▸ **What is required**
Please show every line below that contains the string "leaf". Treat uppercase and lowercase as different.

▸ **Records provided**
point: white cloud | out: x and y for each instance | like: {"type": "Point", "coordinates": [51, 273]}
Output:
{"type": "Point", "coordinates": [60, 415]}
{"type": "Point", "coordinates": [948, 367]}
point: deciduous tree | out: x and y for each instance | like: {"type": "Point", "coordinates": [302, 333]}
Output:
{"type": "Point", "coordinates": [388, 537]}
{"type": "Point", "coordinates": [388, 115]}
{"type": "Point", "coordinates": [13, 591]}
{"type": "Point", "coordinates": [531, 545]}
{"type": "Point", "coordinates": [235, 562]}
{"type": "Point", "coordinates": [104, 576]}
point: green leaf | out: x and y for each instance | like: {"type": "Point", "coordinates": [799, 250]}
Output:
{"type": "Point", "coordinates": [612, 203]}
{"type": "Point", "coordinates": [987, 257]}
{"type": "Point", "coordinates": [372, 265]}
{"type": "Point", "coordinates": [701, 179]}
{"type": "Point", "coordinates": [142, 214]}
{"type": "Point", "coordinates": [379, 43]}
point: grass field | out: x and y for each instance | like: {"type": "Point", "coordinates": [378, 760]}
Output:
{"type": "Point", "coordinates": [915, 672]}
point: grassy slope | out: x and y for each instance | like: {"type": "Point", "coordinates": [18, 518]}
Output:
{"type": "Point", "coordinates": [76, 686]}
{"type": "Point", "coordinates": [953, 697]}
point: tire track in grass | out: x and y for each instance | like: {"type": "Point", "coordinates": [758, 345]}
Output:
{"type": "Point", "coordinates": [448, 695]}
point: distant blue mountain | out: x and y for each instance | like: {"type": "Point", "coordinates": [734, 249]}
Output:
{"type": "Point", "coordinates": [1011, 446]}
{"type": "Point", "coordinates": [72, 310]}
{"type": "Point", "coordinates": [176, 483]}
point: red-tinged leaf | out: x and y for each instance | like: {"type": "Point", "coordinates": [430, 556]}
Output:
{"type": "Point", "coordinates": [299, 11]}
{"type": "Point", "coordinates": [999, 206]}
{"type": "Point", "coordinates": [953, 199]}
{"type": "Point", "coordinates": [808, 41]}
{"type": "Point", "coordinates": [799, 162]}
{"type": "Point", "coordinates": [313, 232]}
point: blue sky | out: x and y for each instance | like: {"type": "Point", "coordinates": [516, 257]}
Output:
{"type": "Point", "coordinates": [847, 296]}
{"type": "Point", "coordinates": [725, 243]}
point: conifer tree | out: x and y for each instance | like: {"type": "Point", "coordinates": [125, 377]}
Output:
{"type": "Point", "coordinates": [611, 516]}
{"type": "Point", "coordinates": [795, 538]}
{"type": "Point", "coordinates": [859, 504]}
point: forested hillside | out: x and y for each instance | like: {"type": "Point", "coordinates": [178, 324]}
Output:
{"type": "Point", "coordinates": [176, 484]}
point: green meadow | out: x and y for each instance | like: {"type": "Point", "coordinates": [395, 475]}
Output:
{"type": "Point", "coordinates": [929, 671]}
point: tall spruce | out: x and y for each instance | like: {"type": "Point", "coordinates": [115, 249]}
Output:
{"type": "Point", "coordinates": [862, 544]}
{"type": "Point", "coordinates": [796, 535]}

==

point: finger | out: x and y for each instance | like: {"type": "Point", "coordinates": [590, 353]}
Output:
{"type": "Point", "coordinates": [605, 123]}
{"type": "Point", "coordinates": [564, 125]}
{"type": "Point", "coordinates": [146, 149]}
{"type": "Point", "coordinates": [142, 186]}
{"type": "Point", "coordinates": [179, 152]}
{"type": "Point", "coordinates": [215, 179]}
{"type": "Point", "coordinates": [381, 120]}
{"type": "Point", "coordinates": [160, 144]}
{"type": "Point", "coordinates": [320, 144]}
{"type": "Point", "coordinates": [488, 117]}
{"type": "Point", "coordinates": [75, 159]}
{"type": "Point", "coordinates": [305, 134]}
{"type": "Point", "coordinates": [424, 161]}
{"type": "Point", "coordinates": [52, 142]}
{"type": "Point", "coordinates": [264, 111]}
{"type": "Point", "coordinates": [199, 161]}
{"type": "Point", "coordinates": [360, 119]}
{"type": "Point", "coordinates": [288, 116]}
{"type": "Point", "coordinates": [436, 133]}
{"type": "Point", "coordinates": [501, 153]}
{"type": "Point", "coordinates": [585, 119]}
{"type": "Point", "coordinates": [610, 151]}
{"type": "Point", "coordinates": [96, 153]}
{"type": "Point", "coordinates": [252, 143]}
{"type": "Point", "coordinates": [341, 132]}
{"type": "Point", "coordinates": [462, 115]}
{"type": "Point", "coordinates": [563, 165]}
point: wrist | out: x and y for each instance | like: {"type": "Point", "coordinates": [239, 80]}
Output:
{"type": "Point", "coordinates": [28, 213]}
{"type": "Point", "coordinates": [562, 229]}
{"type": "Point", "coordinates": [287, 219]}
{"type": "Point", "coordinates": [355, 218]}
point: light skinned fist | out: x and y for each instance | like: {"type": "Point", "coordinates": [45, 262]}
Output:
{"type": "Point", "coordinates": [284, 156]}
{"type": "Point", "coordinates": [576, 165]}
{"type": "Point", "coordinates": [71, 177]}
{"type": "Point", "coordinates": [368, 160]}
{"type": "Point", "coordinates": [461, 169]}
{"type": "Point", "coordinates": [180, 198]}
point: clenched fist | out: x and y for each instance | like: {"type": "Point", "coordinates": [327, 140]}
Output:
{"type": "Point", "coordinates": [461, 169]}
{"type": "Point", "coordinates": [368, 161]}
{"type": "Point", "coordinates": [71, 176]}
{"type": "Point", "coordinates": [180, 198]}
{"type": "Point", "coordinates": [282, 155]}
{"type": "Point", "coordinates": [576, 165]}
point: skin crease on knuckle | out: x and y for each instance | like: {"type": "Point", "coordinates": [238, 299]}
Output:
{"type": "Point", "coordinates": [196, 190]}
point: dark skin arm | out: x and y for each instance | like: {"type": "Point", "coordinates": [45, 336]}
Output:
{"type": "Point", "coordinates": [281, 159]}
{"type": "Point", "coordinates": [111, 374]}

▸ **Output of the exercise**
point: green leaf | out: x and y for each instance | like: {"type": "Point", "coordinates": [799, 250]}
point: red-tinged leaf | out: x and y for each instance | like: {"type": "Point", "coordinates": [430, 556]}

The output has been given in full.